__Brief__.
Filter the data for lines with the word "handrail" and copy those lines.
____
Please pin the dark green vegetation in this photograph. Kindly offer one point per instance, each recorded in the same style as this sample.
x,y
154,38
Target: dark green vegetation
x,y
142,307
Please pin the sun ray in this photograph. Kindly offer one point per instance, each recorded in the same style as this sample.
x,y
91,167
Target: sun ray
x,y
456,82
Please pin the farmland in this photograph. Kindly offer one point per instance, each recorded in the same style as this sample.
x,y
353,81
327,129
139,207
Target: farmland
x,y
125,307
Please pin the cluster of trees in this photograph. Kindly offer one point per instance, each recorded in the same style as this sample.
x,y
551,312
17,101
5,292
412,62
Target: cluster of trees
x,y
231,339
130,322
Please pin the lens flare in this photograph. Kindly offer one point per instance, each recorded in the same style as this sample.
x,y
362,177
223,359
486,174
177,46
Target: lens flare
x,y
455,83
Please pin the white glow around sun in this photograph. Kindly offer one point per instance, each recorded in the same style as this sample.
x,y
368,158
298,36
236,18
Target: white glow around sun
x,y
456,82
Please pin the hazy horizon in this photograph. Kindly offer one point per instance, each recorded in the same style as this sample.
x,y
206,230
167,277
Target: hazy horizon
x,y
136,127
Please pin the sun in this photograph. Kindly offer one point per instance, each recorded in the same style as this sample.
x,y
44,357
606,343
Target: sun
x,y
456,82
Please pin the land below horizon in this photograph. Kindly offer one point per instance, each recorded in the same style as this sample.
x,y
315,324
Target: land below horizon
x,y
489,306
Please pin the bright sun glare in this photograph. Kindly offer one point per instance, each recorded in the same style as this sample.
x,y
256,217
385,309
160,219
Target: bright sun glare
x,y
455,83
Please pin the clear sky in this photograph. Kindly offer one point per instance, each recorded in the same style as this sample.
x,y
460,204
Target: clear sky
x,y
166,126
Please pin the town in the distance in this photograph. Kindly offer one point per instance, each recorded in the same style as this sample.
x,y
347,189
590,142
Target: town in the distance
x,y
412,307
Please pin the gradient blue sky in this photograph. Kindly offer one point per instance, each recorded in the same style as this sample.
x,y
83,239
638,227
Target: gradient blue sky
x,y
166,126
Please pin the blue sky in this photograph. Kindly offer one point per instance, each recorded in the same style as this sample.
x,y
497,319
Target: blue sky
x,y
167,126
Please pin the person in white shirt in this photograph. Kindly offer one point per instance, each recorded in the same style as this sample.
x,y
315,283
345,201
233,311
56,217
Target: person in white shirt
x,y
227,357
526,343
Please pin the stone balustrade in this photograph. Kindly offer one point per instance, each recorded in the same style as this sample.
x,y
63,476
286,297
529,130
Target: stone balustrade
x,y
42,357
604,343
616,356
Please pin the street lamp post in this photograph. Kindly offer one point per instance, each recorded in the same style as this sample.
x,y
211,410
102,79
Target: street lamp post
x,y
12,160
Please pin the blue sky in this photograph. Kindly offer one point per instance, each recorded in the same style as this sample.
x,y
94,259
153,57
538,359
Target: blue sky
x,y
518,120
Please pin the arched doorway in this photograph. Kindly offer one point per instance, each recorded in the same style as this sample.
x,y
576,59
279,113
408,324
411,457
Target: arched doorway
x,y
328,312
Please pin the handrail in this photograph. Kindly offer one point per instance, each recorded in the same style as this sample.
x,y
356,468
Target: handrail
____
__Answer to this problem__.
Please pin the handrail in this photograph. Kindly offer one point per instance, each recorded in the same style as this sample.
Target: handrail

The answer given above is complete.